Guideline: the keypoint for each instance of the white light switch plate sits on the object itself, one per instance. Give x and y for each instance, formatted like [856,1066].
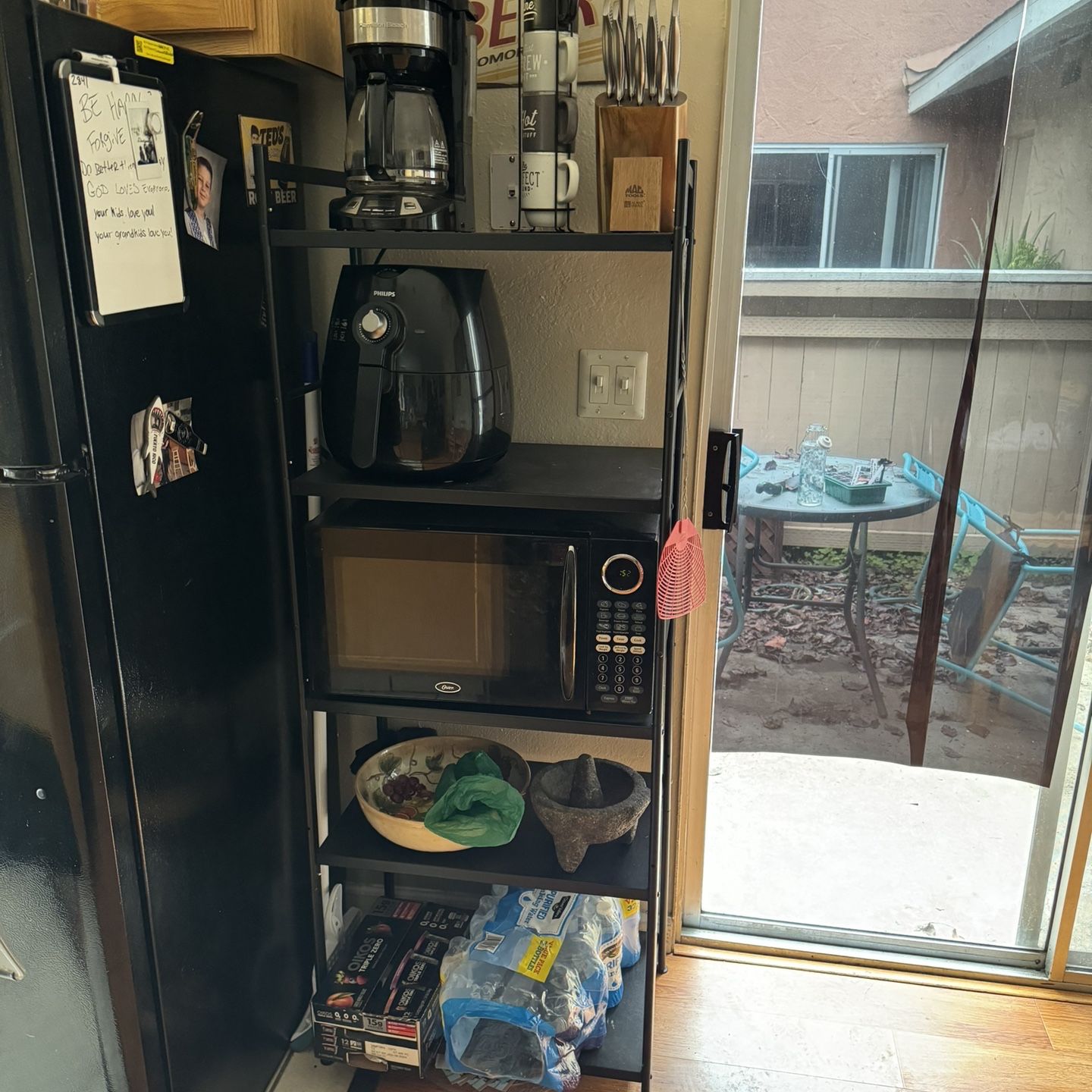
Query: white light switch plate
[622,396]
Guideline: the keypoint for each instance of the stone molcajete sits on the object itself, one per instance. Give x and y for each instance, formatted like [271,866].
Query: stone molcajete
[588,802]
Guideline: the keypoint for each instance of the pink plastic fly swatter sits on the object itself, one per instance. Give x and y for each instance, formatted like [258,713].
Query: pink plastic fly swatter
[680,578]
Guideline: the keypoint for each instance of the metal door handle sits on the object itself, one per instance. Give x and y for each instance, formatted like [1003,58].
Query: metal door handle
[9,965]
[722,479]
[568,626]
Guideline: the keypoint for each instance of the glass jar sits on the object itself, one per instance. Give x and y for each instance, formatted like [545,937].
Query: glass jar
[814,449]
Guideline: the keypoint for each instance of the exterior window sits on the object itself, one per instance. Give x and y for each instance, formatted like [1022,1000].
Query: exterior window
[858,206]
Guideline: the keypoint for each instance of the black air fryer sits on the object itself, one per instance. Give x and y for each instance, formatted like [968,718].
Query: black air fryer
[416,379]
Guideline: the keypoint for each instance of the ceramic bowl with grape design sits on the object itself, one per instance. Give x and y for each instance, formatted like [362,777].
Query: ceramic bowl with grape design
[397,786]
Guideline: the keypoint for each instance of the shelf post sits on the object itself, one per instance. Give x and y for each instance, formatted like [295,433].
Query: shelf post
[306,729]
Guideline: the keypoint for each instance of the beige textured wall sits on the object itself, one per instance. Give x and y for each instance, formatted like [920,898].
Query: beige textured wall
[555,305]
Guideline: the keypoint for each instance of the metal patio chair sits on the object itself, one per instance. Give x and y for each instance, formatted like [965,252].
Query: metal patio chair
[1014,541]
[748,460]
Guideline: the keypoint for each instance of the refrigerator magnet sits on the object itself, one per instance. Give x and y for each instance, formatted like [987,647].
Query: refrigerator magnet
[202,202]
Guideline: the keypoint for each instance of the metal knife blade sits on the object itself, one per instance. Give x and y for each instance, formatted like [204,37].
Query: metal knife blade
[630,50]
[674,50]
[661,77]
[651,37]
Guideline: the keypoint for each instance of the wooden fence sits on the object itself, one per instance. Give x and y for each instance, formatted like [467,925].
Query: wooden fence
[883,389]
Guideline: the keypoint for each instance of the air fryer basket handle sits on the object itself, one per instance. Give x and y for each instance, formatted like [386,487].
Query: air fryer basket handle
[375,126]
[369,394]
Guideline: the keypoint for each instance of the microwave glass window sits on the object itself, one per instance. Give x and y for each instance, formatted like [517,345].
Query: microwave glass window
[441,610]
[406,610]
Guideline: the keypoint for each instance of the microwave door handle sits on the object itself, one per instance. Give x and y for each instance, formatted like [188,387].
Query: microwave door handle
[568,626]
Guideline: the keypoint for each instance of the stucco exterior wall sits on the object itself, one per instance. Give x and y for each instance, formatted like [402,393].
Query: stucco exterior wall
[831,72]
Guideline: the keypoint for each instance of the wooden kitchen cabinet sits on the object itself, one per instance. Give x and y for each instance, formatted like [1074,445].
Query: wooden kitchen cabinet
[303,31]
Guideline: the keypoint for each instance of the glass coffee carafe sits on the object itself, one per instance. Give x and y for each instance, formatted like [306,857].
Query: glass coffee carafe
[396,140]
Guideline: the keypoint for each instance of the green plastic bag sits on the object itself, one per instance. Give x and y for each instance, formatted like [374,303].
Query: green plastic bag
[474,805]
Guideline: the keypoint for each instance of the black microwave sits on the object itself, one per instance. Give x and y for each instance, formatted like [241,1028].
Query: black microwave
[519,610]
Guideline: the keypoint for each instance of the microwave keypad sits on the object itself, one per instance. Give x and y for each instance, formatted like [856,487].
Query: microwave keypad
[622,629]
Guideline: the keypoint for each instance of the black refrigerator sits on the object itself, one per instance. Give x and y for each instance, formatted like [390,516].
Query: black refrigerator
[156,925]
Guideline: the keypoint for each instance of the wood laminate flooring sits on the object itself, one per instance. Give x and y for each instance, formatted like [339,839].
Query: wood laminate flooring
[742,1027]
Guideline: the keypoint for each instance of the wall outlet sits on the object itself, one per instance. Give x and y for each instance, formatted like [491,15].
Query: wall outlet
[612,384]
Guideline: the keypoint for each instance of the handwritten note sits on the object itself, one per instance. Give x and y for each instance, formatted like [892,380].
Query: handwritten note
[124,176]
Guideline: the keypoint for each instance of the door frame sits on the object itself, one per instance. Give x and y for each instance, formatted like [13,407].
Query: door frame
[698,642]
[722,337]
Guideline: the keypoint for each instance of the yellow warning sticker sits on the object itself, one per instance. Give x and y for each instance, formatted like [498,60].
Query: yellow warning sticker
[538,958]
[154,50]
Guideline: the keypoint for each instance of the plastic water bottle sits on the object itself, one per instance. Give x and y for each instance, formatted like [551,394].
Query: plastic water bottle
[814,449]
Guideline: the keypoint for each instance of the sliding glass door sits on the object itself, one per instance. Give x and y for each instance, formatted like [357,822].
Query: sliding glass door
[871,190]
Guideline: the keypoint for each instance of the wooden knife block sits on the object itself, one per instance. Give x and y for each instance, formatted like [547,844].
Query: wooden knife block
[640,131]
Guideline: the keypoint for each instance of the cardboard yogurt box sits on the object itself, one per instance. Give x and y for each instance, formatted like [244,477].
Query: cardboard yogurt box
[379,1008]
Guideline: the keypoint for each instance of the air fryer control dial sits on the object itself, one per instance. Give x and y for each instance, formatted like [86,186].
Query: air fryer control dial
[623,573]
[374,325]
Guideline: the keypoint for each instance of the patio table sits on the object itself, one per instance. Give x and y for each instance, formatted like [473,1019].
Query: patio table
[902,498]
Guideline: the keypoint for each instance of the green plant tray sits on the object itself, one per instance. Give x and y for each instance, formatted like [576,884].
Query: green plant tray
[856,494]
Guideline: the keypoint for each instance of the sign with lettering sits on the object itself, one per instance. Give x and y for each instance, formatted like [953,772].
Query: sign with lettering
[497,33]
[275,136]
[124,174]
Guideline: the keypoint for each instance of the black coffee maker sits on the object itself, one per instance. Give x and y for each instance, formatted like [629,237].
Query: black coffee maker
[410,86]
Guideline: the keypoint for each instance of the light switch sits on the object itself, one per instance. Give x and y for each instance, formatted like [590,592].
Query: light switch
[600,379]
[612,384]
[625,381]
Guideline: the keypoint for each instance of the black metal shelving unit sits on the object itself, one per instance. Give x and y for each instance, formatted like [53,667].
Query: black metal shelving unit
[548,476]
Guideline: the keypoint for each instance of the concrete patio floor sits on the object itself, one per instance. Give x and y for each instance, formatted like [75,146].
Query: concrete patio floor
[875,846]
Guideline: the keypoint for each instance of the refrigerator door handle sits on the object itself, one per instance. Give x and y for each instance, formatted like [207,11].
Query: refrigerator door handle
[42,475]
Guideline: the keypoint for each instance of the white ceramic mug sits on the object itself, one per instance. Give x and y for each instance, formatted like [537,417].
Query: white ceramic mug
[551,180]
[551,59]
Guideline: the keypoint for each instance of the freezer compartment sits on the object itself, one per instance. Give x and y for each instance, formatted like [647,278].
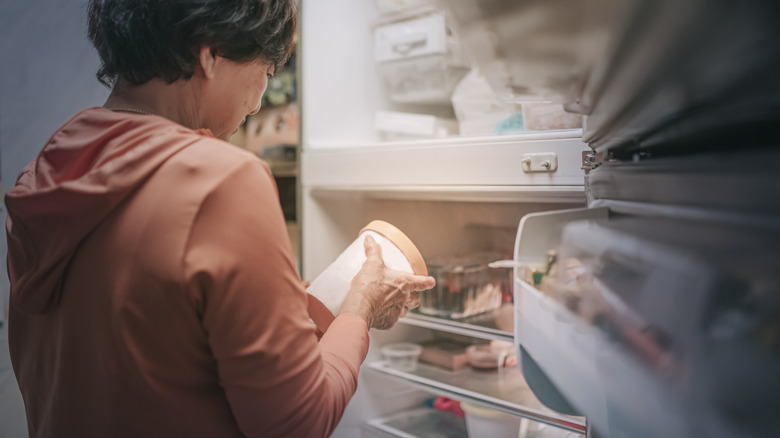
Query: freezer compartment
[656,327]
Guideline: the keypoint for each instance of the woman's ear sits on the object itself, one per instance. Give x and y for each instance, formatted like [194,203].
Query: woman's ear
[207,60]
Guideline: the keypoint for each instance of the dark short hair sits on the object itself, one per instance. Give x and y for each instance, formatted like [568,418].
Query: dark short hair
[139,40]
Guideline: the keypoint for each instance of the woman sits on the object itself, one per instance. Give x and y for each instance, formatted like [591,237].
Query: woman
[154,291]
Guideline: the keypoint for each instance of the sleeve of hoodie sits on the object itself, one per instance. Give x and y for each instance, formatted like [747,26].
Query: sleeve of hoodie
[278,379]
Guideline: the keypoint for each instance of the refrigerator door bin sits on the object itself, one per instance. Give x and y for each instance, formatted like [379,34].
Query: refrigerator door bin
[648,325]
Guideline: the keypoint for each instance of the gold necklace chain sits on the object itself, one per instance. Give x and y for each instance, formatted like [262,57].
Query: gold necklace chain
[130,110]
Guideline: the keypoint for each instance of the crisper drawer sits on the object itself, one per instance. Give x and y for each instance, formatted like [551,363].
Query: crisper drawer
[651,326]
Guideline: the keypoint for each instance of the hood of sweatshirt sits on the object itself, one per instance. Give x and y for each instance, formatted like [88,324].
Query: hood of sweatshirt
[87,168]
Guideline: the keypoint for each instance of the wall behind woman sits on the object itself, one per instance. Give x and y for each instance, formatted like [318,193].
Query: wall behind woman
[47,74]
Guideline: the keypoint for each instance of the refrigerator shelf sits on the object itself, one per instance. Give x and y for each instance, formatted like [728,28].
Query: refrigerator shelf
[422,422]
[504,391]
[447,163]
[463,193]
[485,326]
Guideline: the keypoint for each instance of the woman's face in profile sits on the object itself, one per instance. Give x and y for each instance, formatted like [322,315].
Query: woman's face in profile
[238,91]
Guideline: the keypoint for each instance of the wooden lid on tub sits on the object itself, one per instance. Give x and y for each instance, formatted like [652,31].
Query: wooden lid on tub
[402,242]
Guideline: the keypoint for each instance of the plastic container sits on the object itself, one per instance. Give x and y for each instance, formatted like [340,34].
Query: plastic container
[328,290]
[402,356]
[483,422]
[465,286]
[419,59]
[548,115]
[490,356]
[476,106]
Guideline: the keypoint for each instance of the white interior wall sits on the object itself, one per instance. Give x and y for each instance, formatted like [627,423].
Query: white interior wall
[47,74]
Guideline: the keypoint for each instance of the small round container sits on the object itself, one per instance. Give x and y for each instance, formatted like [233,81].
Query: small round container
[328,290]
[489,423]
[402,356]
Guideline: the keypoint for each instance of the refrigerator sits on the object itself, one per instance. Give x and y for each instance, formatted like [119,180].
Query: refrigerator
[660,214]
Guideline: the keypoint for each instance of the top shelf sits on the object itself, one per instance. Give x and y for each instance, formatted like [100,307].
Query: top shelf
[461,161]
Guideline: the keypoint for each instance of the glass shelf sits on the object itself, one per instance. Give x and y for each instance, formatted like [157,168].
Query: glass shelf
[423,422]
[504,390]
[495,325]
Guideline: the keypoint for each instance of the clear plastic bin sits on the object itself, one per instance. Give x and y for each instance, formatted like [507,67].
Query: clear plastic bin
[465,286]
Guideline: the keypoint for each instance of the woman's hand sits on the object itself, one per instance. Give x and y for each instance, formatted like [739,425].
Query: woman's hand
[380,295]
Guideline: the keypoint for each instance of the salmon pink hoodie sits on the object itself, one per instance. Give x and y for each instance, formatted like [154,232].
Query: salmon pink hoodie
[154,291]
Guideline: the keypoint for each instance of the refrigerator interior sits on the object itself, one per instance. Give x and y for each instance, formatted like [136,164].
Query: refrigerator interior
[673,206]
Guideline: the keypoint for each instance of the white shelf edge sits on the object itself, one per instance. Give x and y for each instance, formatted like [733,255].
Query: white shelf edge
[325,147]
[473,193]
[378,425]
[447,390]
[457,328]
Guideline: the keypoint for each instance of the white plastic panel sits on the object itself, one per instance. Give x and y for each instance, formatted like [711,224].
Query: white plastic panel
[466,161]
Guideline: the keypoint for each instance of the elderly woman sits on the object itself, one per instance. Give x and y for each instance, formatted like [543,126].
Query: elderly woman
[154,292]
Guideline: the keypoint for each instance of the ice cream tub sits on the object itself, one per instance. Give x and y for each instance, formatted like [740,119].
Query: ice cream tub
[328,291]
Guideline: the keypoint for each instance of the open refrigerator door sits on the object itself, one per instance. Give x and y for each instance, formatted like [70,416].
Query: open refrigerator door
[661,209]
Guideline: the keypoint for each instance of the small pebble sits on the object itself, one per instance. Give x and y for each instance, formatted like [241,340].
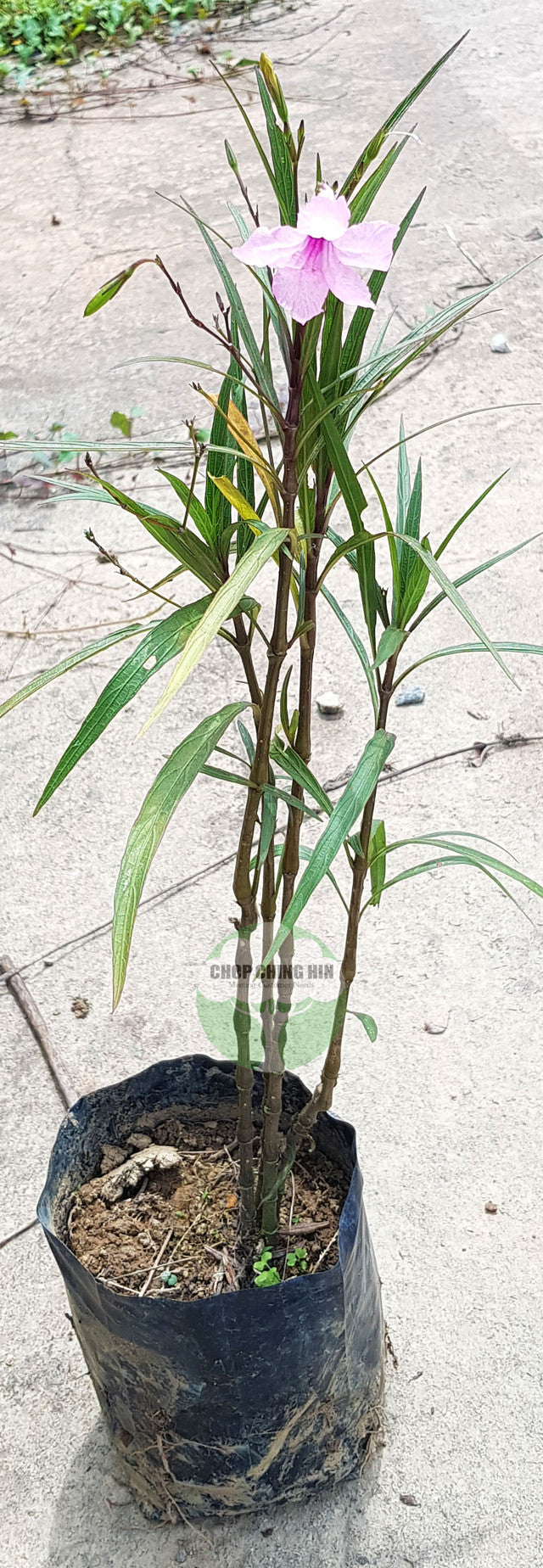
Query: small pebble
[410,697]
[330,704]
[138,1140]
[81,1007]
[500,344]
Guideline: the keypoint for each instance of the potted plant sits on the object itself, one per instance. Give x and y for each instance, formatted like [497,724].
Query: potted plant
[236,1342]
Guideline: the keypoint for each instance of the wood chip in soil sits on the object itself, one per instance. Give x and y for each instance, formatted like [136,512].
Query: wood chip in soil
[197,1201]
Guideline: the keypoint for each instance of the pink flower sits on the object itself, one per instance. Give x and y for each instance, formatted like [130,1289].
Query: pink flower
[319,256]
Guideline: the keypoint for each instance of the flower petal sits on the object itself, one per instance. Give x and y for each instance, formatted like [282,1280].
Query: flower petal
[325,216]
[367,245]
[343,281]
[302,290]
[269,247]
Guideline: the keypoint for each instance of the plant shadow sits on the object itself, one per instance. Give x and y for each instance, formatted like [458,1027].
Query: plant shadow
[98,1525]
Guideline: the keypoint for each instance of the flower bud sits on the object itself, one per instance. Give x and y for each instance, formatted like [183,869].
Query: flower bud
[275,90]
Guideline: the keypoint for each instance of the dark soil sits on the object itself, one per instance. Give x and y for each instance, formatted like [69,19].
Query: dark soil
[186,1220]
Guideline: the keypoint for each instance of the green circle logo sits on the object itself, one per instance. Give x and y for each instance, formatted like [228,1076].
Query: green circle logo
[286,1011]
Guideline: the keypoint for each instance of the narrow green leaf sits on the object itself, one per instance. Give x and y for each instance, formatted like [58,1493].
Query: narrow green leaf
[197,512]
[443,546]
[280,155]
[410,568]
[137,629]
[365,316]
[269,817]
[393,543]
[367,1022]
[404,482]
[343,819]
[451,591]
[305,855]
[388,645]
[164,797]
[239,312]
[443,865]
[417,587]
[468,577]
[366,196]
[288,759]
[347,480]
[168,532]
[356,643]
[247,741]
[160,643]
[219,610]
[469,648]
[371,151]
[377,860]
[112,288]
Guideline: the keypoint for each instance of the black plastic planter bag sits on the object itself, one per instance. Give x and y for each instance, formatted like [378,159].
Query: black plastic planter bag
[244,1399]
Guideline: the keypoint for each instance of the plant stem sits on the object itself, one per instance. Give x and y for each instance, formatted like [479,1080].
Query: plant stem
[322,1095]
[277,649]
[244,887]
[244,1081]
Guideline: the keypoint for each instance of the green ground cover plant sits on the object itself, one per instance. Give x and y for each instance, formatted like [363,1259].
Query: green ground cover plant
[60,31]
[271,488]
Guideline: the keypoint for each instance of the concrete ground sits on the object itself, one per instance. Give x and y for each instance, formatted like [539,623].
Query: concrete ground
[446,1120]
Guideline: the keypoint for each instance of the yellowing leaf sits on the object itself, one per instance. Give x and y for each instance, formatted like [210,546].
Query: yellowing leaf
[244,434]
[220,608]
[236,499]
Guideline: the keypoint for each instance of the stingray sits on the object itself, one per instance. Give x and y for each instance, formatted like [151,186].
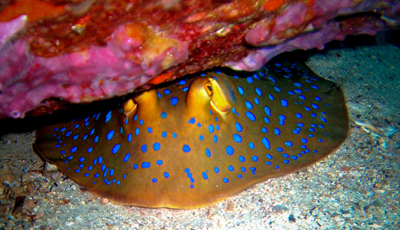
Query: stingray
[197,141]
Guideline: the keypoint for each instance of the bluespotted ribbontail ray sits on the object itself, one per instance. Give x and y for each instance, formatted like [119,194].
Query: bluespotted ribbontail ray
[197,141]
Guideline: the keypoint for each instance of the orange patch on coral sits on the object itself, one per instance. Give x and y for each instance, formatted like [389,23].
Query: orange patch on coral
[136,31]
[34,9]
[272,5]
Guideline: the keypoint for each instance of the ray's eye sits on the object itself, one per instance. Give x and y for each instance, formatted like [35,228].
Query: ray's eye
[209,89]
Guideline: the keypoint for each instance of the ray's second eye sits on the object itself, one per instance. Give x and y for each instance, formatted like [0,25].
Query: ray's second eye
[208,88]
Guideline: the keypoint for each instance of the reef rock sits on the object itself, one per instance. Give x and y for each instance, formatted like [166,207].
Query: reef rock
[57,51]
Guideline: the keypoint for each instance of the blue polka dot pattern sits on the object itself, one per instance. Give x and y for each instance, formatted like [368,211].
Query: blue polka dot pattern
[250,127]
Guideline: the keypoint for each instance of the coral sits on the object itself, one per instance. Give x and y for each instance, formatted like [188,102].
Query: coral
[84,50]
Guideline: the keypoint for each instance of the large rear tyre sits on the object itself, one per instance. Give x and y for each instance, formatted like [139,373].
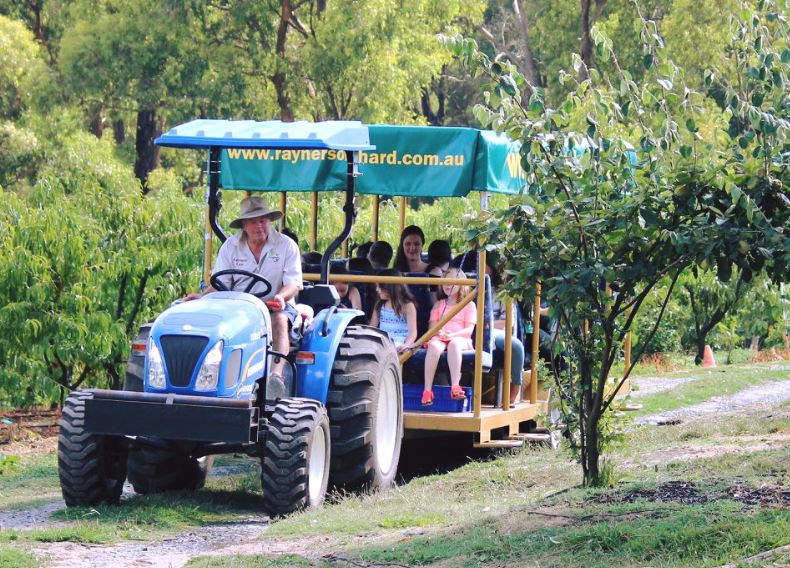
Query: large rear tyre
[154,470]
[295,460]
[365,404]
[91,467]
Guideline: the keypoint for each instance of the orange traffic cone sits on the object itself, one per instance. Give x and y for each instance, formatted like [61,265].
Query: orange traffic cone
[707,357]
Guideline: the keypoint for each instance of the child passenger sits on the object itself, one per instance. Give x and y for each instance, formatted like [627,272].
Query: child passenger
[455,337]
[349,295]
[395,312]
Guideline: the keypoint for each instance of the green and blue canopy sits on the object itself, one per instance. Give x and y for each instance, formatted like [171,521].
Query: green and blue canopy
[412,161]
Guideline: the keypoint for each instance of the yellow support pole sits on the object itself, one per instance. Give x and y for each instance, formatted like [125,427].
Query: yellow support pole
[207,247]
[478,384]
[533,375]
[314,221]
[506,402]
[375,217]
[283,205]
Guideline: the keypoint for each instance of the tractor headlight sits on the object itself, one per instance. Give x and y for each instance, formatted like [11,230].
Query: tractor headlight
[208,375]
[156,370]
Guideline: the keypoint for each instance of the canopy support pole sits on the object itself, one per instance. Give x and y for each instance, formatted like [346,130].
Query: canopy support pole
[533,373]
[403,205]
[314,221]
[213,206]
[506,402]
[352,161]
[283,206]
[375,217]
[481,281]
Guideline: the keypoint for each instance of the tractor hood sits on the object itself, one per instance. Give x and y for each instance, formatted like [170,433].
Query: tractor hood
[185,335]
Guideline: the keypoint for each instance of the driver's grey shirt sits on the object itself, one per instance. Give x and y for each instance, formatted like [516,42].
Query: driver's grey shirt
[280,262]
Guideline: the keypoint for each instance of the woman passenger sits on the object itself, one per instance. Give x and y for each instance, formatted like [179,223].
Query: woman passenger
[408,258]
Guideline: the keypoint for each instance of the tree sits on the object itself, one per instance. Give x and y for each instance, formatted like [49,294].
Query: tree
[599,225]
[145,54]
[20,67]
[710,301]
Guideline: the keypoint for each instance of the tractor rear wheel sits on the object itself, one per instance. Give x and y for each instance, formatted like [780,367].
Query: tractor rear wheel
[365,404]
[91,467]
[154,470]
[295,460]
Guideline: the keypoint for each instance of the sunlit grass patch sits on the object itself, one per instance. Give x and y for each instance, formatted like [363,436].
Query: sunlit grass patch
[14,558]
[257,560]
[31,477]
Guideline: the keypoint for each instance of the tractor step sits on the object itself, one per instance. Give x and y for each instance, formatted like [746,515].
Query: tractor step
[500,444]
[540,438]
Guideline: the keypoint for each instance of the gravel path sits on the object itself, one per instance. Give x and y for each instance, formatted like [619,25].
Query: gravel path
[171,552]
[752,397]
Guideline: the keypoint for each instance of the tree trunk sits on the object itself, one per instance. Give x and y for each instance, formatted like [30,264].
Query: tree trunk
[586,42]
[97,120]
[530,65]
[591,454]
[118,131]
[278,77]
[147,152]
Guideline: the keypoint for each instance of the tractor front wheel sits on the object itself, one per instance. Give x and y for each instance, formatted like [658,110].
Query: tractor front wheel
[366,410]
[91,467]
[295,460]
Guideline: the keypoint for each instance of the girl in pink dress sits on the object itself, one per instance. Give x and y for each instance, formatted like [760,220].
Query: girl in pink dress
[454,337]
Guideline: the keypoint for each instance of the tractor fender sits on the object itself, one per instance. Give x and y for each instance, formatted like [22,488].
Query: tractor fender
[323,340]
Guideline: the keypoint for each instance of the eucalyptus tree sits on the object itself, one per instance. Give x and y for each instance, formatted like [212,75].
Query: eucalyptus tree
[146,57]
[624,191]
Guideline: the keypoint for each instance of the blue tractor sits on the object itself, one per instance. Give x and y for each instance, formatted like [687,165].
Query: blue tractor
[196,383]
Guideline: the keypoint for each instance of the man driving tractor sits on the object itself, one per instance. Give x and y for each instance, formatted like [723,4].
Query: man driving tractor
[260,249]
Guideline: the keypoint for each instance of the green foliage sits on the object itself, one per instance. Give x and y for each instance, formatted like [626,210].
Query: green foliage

+-------+

*CHALLENGE*. Repeat only the lines from the one holding "Guideline: the keypoint for each instance of the tractor fender" through the last line of the data.

*COMPLETE OUTPUT*.
Guideline: the keypoint for each instance of the tractor fender sits on the object itself, one per instance. Give x and y for each instance, formatted like [22,488].
Query: tractor fender
[323,340]
Guideline: the keypoint for each instance of the eucalyptus tree sits on the object itself, one per instance. Give x and y for each instance, formatted like [212,75].
Query: eucalyptus tree
[146,57]
[624,191]
Guideline: the keypoint for each instance of the blue tractor sits on the object itself, one per instance. Give x and y for each instance, formatted like [687,165].
Query: blue tractor
[196,383]
Guideline: the keypoint for each instance of the man driving tractor sits on the object itself, one per instance. Give x and y for each instance, formatted like [723,4].
Query: man driving tractor
[260,249]
Guideline: the keypoint for each instance of the green foliage sits on the object itself, one per instance. Give x and y for each instance, formatted like [626,210].
Query: green foliage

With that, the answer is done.